Nightbitch by Rachel Yoder explores the transformation of a character known only as The Mother into Nightbitch, a dog, nominally a domesticated animal that still ripples with wildness and instinct under the surface. The book begins with the Mother growing stagnant and resentful of her life at home with her two-year-old son. Her husband travels for work throughout the week, the two-year-old sleeps in her bed each night and takes hours to drift off, and the Mother’s belief that she doesn’t want friends who are just “mom friends” keeps her isolated. This is where her transformation into Nightbitch, a dog who runs wild through the street, cracks the necks of rabbits between her teeth, and frolics through the dog park and the woods with her son begins.

■ Directive 1: Which lines of the records contain the word "plant"? Return each of them.
The passage about the novel Nightbitch has nothing to do with the records.

■ Supplied information:

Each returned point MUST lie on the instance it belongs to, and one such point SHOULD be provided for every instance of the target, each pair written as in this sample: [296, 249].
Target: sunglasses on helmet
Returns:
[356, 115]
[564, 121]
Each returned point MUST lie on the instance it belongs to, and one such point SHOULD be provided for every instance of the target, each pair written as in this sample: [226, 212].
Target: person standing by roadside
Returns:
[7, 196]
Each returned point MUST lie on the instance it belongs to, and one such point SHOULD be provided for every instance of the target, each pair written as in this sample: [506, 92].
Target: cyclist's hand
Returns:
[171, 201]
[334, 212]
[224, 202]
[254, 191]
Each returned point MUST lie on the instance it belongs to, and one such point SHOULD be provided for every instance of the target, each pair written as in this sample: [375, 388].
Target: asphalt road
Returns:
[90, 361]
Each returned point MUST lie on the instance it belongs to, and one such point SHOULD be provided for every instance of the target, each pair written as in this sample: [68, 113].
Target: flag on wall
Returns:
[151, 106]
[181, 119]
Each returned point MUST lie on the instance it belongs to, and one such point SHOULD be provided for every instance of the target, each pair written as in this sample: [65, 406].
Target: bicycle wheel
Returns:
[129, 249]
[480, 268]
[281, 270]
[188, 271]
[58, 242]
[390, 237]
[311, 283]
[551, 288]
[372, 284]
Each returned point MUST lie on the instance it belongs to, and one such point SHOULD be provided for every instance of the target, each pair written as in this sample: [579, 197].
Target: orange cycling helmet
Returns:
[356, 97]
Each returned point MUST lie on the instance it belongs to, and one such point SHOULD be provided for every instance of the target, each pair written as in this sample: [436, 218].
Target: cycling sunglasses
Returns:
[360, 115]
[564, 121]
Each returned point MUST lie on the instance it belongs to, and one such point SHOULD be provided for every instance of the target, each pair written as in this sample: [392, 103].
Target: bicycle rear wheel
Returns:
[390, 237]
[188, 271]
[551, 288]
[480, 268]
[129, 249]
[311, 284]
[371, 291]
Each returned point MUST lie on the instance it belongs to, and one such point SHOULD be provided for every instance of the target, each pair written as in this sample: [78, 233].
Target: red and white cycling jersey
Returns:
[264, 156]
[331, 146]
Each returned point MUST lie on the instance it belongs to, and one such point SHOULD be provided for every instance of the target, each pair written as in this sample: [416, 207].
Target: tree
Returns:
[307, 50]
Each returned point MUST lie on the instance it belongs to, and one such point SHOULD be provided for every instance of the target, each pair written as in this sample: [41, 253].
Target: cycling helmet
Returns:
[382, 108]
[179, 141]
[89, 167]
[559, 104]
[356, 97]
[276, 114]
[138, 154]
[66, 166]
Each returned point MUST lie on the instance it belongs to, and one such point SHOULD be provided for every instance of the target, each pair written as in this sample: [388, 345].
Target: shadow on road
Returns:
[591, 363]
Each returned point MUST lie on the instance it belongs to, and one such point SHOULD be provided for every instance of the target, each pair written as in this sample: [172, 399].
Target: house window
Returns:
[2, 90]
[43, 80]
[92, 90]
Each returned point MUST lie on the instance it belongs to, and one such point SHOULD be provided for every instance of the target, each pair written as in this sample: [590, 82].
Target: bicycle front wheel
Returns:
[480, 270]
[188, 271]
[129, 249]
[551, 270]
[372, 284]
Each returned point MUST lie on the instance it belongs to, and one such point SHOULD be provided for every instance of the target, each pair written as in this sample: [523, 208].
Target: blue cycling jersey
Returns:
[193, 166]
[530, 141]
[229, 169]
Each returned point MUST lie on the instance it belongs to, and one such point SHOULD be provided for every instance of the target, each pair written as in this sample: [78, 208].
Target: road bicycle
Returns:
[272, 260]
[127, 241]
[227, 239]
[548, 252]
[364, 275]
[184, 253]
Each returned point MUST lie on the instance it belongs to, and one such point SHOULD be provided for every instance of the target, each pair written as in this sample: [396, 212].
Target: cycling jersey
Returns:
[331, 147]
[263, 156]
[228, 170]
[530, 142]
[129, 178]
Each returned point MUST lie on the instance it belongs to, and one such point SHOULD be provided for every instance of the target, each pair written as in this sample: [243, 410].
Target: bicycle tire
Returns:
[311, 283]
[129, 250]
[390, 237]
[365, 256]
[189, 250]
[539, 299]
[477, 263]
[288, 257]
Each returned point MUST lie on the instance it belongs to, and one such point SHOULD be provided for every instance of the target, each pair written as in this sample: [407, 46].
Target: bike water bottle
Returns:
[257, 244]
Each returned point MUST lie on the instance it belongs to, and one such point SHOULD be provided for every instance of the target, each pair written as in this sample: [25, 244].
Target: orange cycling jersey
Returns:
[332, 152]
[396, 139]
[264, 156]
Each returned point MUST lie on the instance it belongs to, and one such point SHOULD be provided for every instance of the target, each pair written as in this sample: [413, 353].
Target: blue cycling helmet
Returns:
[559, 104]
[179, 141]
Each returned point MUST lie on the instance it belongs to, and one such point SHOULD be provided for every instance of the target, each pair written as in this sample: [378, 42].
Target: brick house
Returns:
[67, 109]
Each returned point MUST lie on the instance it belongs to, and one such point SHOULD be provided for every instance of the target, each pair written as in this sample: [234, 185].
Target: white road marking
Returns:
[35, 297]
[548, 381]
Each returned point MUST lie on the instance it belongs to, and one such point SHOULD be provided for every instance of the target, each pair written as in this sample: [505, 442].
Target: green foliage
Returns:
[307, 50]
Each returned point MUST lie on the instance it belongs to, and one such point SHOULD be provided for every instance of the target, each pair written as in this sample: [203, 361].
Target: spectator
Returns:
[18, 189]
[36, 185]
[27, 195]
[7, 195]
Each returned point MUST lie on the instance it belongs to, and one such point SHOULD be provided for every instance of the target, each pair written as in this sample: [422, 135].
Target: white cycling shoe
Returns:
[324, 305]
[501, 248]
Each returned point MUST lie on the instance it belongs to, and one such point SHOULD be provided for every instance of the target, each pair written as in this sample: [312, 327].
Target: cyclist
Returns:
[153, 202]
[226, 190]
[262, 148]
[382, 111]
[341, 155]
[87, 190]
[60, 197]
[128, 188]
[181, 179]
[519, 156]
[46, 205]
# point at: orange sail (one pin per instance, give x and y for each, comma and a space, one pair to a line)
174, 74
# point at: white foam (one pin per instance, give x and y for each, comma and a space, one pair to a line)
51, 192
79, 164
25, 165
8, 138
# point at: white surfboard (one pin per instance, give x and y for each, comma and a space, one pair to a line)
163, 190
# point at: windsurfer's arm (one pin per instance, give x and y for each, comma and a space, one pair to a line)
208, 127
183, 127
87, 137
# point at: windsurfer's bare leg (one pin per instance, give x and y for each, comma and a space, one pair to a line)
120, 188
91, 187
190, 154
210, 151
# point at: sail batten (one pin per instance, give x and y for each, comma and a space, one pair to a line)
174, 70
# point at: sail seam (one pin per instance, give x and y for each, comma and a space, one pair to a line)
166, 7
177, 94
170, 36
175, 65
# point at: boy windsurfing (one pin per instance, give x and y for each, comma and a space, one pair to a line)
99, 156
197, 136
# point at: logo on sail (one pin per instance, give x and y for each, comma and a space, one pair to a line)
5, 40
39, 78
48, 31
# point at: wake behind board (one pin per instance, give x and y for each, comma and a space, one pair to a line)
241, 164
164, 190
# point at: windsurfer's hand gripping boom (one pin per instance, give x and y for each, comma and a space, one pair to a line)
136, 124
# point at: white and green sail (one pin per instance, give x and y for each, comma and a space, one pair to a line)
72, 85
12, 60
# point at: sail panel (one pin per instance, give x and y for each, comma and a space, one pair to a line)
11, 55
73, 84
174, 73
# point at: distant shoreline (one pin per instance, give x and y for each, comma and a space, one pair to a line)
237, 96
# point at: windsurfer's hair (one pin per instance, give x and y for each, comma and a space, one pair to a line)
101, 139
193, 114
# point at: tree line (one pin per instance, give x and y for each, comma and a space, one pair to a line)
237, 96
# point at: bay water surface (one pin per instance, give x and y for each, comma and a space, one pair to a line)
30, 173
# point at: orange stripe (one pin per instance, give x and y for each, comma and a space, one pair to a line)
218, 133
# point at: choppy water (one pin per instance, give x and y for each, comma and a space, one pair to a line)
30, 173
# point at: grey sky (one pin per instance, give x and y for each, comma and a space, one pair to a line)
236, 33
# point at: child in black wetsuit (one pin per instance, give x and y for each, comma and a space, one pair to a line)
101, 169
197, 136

...

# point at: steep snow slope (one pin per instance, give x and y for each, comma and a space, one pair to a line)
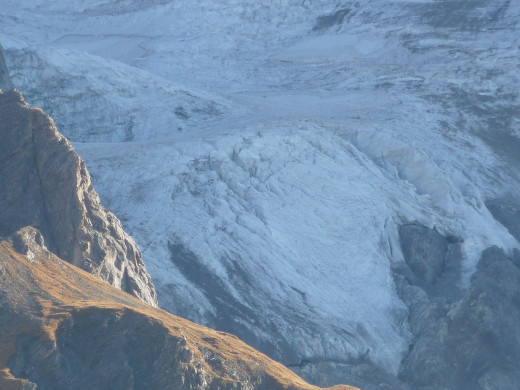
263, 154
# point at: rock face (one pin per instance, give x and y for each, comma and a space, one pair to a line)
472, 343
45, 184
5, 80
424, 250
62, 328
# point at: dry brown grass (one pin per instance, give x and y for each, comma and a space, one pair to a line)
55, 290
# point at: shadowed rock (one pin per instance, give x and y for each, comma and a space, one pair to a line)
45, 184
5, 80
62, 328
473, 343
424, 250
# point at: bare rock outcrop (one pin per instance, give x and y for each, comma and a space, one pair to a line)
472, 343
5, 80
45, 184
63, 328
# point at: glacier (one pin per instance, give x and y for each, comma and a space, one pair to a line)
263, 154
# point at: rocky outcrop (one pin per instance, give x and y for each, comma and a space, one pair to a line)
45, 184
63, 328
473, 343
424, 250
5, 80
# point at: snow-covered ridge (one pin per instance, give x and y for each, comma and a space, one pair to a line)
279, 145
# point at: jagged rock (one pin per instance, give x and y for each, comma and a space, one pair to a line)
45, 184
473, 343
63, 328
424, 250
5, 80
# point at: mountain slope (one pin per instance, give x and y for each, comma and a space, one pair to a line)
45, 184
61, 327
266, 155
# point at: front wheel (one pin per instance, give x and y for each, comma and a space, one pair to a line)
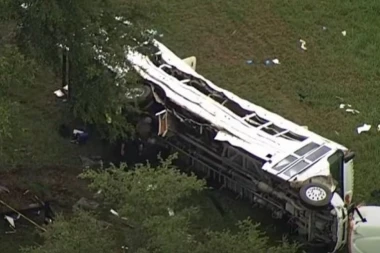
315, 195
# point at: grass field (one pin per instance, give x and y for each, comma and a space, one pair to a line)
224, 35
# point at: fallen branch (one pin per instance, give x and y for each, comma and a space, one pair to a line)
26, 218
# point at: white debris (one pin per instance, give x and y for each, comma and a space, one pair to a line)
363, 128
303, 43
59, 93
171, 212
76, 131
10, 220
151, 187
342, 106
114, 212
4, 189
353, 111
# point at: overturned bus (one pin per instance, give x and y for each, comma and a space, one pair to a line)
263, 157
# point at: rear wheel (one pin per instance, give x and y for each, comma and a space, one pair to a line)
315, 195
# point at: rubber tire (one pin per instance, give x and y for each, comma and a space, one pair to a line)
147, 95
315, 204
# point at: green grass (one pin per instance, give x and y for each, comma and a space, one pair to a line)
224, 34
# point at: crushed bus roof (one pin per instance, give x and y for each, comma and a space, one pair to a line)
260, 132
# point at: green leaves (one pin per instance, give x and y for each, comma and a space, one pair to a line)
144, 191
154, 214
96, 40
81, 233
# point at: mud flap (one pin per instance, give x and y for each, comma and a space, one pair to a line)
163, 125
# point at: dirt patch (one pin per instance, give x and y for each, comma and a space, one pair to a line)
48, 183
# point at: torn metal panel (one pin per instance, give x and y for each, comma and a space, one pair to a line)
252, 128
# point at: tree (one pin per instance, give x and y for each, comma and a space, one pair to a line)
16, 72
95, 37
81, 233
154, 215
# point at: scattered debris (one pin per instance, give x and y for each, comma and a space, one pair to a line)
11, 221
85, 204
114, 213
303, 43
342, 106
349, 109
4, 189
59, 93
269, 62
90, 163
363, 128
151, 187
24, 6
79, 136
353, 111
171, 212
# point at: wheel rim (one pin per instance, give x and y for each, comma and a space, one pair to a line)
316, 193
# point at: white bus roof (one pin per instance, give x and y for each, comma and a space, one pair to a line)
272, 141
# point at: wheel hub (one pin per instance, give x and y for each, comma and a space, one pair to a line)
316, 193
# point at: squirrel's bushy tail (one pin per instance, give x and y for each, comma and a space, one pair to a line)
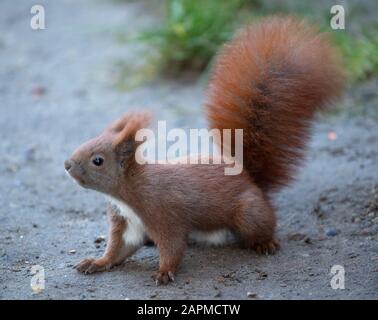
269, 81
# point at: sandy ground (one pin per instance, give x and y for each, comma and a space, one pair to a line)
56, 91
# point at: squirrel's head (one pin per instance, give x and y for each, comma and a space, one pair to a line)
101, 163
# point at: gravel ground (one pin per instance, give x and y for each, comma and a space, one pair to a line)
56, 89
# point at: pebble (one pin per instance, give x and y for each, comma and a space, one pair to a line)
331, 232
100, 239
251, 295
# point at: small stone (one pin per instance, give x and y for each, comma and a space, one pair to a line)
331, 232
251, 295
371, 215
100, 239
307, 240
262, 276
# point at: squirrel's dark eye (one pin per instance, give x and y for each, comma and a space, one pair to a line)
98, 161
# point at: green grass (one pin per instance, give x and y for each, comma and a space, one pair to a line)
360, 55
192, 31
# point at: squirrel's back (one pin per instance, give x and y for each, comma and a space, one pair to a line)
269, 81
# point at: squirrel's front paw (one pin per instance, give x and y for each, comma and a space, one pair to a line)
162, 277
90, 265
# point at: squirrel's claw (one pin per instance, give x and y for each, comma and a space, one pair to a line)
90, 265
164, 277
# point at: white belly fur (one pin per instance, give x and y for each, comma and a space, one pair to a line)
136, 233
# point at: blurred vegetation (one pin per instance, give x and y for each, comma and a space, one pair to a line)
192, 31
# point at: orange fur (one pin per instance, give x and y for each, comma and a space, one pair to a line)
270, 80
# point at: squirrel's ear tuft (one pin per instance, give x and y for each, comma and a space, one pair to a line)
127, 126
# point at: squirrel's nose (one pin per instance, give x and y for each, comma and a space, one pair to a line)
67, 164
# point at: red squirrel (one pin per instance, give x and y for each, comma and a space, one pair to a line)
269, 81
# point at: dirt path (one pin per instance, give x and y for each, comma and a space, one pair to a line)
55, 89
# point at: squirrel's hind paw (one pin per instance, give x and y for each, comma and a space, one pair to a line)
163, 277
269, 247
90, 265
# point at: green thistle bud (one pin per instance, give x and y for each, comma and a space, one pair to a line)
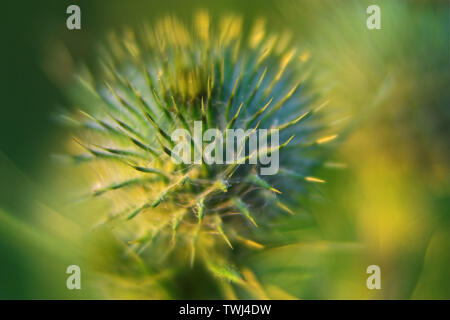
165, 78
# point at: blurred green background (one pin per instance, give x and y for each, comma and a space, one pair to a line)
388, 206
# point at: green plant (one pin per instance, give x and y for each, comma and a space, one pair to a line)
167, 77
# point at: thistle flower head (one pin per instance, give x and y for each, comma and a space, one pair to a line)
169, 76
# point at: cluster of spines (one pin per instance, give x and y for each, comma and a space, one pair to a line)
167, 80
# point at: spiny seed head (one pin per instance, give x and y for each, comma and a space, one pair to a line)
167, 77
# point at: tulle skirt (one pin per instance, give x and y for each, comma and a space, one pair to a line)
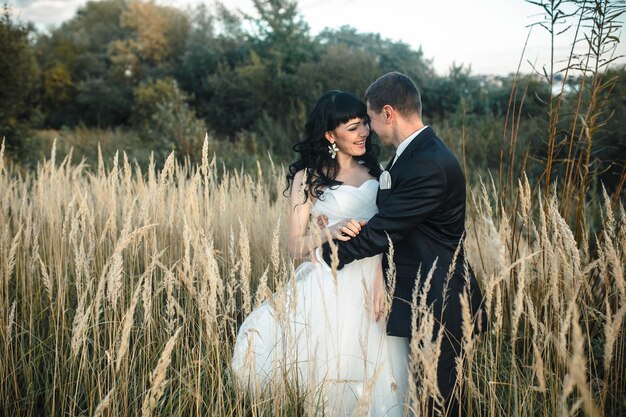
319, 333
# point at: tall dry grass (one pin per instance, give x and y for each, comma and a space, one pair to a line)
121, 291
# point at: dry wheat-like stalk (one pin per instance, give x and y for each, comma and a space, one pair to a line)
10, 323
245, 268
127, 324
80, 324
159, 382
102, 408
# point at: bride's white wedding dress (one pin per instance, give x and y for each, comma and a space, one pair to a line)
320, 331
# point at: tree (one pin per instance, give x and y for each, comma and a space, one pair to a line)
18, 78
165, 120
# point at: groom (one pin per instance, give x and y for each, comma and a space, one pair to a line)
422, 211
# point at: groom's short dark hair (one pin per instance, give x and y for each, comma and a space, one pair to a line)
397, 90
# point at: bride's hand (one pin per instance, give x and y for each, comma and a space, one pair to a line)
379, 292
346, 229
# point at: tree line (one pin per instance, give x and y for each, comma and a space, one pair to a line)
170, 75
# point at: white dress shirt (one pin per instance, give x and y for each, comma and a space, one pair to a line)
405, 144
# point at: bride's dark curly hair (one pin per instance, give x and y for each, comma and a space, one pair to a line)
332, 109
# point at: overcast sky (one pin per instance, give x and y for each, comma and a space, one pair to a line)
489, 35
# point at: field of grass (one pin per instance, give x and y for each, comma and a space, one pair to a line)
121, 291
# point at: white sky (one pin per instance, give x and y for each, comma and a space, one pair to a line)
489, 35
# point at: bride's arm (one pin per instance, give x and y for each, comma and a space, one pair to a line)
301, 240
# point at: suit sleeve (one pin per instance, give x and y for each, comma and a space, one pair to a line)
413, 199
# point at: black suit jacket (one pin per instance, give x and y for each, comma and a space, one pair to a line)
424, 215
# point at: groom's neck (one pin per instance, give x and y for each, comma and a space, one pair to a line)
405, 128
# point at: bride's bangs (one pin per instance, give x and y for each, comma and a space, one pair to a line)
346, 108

---

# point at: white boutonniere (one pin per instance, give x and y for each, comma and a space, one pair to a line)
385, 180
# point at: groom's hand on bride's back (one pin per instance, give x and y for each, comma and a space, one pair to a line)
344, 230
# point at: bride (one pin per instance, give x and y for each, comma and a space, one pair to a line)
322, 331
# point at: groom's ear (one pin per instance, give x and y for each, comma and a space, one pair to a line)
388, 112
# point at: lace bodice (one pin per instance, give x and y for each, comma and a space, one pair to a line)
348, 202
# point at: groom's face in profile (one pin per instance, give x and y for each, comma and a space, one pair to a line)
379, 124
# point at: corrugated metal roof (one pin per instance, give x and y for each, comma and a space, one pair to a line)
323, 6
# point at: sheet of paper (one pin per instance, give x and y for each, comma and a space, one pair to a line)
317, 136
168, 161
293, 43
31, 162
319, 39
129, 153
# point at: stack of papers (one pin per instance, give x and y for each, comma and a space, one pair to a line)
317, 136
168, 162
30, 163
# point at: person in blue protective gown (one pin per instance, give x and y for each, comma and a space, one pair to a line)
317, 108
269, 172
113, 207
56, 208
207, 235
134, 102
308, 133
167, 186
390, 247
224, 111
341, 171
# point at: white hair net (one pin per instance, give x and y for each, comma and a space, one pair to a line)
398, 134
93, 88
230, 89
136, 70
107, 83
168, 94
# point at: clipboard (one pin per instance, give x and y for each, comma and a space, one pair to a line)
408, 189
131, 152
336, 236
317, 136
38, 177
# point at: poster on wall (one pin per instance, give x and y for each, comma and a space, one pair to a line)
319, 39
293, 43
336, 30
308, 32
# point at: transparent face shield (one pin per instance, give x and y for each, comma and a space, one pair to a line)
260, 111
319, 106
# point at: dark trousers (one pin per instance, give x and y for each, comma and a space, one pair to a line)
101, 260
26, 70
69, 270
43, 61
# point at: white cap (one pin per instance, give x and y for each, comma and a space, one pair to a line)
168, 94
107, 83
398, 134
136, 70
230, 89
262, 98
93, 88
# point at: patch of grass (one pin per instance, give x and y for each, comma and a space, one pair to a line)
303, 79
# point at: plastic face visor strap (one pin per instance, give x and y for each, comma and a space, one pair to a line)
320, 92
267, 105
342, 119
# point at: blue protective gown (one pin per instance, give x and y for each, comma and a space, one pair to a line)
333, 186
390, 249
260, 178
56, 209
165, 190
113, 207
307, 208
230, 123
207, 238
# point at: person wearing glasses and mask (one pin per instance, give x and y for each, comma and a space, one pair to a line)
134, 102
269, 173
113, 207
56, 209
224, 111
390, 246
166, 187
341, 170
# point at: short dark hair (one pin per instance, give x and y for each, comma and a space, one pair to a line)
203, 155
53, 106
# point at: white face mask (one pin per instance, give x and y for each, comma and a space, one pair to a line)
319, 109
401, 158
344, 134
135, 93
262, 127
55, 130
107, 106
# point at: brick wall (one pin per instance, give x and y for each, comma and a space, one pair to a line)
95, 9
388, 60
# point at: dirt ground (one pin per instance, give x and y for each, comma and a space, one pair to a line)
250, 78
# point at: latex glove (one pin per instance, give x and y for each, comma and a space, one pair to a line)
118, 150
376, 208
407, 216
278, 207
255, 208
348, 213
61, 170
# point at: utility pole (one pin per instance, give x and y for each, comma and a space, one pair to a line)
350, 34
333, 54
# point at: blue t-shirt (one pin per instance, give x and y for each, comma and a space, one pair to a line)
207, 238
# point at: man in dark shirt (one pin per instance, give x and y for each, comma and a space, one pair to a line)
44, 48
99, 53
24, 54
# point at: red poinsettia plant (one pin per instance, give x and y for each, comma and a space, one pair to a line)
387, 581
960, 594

■ Directive 2: How might the passage about the novel Nightbitch go on? Write what comes next after its last sentence.

■ Written answer 1:
# point at: green plant (one pin per instance, give x and y for each, comma and a space, one pair to a line)
# point at: red poinsettia plant (one pin per instance, give x and y for each, comma and a space, one pair to a line)

■ Written answer 2:
Does the Mother actually transform, or is Nightbitch a product of sleep-deprivation and hallucination? Is Nightbitch just a metaphor for the wildness beneath the surface in women, which perhaps surges more than ever during early motherhood just as the world tells them they must be good and stay home? As the world, much like it does to dogs, proclaims them “cute” and “sweet” even though they’ve recently traversed the world between life and death in the birth experience?

At the first meeting of the Transitions Book Club, the women gathered weren’t particularly interested in exploring whether the Mother’s transformation into Nightbitch had “actually” happened. Instead, nearly everyone gathered — those who had first children just a couple months old and those whose children were old enough to become de facto “supervisors” on the playground where toddlers played nearby — said they’d found a lot to relate to in Nightbitch. The restlessness. The reliance on instinct. The rage. The utter transformation and reintegration motherhood demands.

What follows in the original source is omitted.